Пелевина уже упрекнули в торопливости, с которой он срезал и заспиртовал очередной виток современной истории — будто пенку слизнул с молока. Другое дело, что если большинство вещей, начиная с "Чапаева и пустоты" и заканчивая последним "номерным" романом про оборотней, действительно каталогизировали русскую реальность, то "Empire V" ближе к прошлогодней интерпретации мифа о Минотавре. То есть это роман скорее не об истории, преломляющейся в человеке, но о человеческой природе, неизменной несмотря на историю и практически вопреки ей. Мало кому из многочисленных в последнее время антиутопистов удалось передать то чувство обманутости и подмены, которым пронизана современность при видимом отсутствии глобальных катаклизмов.

В "EmpireV" Пелевин выступает как замечательно ловкий и пламенный адвокат самого хрупкого и неуловимого в мире, не имеющего потребительской цены, того, что всегда пытались если не вытравить, так сожрать упыри и вурдалаки всех мастей, — человеческого духа. За это можно многое извинить — а так-же за изобретенный Виктором Олеговичем остроумнейший шаблон для ответов на идиотские вопросы: "Вампир? Вы кровь пьете?" — "Не то чтобы стаканами, — ответил Брама, — и не то чтобы на этом строилась моя самоидентификация".

◆ КОРОТКОЕ ЗАДАНИЕ 1 ◆
Переведите на английский язык следующее предложение из текста для чтения: «То есть это роман скорее не об истории, преломляющейся в человеке, но о человеческой природе, неизменной несмотря на историю и практически вопреки ей.»
◆ КОРОТКОЕ ЗАДАНИЕ 2 ◆
Изложите содержание текста для чтения в двух предложениях.
◆ КОРОТКОЕ ЗАДАНИЕ 3 ◆
Напечатайте фрагмент текста для чтения, начиная со слов «Пелевина уже упрекнули» и заканчивая словами «отсутствии глобальных катаклизмов.».

◆ СПИСОК ЗАПИСЕЙ ◆
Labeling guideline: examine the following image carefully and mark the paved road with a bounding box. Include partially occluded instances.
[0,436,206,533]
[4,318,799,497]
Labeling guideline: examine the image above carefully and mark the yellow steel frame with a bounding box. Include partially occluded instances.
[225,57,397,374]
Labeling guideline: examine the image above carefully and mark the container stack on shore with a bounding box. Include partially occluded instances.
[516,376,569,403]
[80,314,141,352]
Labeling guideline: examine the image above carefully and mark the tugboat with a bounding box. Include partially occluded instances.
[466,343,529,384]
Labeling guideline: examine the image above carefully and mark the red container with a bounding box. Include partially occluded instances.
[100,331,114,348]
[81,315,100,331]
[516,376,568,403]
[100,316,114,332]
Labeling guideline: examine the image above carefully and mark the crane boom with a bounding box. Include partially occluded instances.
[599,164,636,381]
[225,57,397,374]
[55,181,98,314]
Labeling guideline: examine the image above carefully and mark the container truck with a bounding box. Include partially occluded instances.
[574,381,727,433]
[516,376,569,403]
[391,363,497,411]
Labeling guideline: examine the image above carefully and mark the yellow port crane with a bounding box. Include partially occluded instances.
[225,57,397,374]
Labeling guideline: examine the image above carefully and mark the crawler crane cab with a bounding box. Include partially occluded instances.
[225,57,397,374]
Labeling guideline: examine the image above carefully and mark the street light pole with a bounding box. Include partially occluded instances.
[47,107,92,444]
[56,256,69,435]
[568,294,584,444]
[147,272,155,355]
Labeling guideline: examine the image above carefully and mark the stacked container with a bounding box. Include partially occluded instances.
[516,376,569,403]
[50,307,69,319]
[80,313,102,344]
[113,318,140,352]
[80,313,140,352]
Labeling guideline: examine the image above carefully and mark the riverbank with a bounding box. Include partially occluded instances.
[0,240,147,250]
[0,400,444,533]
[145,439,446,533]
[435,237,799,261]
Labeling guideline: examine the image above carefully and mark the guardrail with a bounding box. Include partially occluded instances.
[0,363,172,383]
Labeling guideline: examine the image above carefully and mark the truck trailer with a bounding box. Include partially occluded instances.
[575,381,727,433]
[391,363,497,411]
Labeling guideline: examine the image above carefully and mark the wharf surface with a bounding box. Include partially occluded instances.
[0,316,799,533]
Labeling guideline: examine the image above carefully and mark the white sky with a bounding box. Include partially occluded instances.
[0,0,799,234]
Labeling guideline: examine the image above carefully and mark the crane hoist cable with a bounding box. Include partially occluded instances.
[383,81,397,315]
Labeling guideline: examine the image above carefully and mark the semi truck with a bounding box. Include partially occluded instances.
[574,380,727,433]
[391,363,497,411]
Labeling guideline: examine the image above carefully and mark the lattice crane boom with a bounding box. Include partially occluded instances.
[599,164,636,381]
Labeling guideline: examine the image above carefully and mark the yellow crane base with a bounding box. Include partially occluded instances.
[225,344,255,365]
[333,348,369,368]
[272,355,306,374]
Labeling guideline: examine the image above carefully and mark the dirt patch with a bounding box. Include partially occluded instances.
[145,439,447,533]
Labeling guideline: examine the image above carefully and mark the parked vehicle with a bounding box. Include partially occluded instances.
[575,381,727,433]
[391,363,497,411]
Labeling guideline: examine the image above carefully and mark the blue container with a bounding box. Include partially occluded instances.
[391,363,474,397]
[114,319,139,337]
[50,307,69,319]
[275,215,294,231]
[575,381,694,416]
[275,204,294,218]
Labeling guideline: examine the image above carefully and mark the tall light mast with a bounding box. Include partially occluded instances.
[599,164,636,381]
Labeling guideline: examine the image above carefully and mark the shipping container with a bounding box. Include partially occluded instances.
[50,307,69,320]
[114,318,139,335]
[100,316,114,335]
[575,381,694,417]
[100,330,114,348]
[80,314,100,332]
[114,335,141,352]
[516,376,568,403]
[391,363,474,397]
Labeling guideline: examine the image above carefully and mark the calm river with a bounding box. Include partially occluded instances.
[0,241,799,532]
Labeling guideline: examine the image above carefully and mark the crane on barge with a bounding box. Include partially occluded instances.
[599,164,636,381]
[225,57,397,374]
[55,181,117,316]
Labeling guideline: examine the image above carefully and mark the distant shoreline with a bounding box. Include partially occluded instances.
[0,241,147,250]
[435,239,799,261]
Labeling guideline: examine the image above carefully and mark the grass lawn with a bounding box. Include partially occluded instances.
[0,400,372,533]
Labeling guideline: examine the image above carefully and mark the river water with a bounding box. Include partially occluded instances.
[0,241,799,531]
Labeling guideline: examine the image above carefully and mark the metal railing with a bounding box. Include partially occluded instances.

◆ ОТВЕТ К УПРАЖНЕНИЮ 1 ◆
In other words, this is a novel not so much about history refracted through a person as about human nature, which remains unchanged despite history and almost in defiance of it.

◆ ОТВЕТ К УПРАЖНЕНИЮ 2 ◆
Пелевина уже упрекнули в торопливости, но «Empire V», в отличие от прежних его вещей, каталогизировавших русскую реальность, — роман скорее о неизменной человеческой природе, чем об истории, и он передаёт чувство обманутости и подмены, которым пронизана современность. В нём Пелевин выступает ловким и пламенным адвокатом человеческого духа, который всегда пытались вытравить или сожрать упыри и вурдалаки всех мастей.

◆ ОТВЕТ К УПРАЖНЕНИЮ 3 ◆
Пелевина уже упрекнули в торопливости, с которой он срезал и заспиртовал очередной виток современной истории — будто пенку слизнул с молока. Другое дело, что если большинство вещей, начиная с "Чапаева и пустоты" и заканчивая последним "номерным" романом про оборотней, действительно каталогизировали русскую реальность, то "Empire V" ближе к прошлогодней интерпретации мифа о Минотавре. То есть это роман скорее не об истории, преломляющейся в человеке, но о человеческой природе, неизменной несмотря на историю и практически вопреки ей. Мало кому из многочисленных в последнее время антиутопистов удалось передать то чувство обманутости и подмены, которым пронизана современность при видимом отсутствии глобальных катаклизмов.